**GIVEN PASSAGE**
Kale is considered a low-histamine food and is widely regarded as safe for people following a histamine elimination diet. The Swiss Interest Group Histamine Intolerance (SIGHI), one of the most referenced databases for histamine compatibility, lists fresh and frozen vegetables as generally well-tolerated, with only a small number of specific exceptions like tomatoes, spinach, and eggplant. Kale is not among those exceptions.
In fact, kale is frequently recommended as a direct substitute for higher-histamine greens. If you’ve been told to avoid spinach on a low-histamine diet, kale is one of the go-to replacements.
Why Kale Works on a Low-Histamine Diet
Histamine accumulates in foods primarily through bacterial action, aging, and fermentation. Fresh vegetables that haven’t undergone these processes tend to be naturally low in histamine. Kale fits squarely in this category when eaten fresh or from frozen. It doesn’t contain significant amounts of histamine, and it isn’t known to block the enzyme your body uses to break histamine down (diamine oxidase).

**SUPPLIED DATA**
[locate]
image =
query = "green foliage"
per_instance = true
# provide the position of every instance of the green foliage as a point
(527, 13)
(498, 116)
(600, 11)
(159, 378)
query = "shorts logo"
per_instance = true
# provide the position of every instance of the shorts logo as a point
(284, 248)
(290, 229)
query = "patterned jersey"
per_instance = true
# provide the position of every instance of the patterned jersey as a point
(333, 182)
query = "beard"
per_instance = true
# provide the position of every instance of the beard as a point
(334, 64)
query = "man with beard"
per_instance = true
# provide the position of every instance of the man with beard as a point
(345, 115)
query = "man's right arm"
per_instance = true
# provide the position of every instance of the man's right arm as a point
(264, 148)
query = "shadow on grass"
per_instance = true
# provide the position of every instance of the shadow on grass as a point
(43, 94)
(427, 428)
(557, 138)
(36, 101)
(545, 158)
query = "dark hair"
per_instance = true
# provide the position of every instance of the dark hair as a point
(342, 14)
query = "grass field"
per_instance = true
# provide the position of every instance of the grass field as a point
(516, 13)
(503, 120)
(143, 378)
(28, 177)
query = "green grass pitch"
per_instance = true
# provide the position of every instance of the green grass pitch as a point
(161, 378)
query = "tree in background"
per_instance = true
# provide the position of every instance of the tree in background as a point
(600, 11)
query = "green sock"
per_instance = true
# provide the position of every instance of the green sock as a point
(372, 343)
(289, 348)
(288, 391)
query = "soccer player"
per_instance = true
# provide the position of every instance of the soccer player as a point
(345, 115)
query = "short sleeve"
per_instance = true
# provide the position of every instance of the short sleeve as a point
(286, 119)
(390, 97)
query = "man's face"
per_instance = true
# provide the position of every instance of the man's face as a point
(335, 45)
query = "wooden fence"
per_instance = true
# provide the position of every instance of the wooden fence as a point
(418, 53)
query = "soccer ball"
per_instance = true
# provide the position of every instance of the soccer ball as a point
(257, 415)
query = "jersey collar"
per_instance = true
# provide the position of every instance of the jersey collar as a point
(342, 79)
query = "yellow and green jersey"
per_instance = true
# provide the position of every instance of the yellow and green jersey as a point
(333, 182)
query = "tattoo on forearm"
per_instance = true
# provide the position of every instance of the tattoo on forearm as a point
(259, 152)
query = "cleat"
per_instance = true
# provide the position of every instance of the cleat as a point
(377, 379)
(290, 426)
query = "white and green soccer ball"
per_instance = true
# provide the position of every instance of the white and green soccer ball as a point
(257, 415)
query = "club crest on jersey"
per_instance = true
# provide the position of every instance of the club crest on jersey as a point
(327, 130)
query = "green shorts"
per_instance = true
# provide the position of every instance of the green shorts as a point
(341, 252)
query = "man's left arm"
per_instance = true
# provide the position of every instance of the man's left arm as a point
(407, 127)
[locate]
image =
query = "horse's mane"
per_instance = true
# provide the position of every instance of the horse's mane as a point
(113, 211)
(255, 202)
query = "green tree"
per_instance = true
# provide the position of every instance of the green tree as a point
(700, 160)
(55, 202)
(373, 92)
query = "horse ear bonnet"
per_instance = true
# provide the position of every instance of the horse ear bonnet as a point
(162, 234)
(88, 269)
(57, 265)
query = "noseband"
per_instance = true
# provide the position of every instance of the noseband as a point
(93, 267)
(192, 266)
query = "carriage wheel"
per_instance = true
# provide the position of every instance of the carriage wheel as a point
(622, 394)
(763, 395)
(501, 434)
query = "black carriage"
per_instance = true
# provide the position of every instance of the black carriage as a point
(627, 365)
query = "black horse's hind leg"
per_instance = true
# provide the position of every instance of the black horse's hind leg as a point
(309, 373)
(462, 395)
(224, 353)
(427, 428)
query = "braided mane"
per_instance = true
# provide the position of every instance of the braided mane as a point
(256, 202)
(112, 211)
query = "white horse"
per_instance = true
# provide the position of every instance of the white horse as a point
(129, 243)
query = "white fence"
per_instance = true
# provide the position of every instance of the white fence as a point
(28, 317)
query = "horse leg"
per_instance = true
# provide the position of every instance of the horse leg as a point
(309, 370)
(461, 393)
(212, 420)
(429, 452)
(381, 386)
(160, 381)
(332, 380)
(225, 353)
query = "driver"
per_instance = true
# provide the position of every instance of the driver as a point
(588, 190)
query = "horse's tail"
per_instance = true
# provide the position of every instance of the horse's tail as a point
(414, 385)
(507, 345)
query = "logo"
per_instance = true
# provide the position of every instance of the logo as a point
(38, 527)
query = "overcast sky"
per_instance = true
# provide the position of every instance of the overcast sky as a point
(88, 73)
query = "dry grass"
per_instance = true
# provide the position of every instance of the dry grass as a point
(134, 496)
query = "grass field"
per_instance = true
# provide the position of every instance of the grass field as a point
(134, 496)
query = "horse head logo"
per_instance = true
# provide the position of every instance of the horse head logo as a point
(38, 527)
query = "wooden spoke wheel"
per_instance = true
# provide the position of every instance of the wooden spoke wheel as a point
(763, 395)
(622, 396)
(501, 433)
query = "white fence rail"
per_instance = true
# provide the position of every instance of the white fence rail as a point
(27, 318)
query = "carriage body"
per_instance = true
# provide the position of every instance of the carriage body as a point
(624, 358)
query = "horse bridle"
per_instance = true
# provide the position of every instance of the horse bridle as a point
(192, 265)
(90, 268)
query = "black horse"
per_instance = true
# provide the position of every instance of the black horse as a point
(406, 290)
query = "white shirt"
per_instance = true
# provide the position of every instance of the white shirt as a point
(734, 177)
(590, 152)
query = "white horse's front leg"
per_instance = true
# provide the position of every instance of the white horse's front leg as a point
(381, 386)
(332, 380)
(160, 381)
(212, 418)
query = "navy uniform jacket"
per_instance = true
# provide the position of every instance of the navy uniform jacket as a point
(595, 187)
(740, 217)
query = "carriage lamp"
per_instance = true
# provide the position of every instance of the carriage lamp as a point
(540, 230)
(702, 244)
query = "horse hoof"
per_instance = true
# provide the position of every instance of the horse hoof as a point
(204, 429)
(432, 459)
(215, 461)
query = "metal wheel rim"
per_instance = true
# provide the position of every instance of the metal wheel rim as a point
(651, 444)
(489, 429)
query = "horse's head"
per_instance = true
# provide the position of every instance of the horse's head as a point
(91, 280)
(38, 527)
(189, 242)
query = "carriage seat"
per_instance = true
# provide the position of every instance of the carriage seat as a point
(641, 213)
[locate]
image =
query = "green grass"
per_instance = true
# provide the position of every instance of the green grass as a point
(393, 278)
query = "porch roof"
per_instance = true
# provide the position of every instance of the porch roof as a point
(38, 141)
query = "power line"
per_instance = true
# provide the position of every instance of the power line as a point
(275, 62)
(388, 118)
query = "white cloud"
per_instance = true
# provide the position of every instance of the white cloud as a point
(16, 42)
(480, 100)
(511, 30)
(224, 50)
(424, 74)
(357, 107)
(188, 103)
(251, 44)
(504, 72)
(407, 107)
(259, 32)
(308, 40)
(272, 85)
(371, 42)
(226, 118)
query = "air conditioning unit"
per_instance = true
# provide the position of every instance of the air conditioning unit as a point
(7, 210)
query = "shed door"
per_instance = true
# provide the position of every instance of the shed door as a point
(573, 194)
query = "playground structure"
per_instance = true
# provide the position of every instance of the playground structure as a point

**EXERCISE TASKS**
1) Answer these questions using the passage on kale and histamine:
(a) Which green is kale named as a go-to replacement for on a low-histamine diet?
(b) What enzyme does the body use to break histamine down?
(c) In what two forms does kale fit the category of naturally low-histamine vegetables?
2) List every vegetable that the passage on kale and histamine names as an exception to the general rule that fresh and frozen vegetables are well tolerated.
3) Carry on writing the passage on kale and histamine from where it stops.

**ANSWERS GIVEN**
1)
(a) Spinach.
(b) Diamine oxidase.
(c) Fresh or frozen.

2) Tomatoes, spinach, eggplant.

3)
Kale also contains small amounts of quercetin, a plant compound found in higher concentrations in onions and capers but present across many vegetables. Quercetin has been shown to reduce the release of histamine from mast cells, the immune cells responsible for triggering allergic-type reactions. The amounts in kale are considerably less than in top quercetin sources, so it’s not a therapeutic dose by any stretch. But it does mean kale is working with your body rather than against it when histamine is a concern.
Fresh vs. Processed Kale
The form of kale matters. Fresh or frozen kale is the safest option. Once you move into processed territory, things get more complicated.
- Fresh kale: Low histamine. Buy it fresh, store it properly, and eat it within a few days.
- Frozen kale: Also low histamine. Freezing locks in freshness and prevents the bacterial activity that generates histamine.
- Kale chips (store-bought): Packaged and processed foods are generally discouraged on a low-histamine diet. Commercial kale chips often contain added seasonings, vinegar, nutritional yeast, or other flavor enhancers that can be histamine triggers. If you want kale chips, making them at home with olive oil and salt is a safer bet.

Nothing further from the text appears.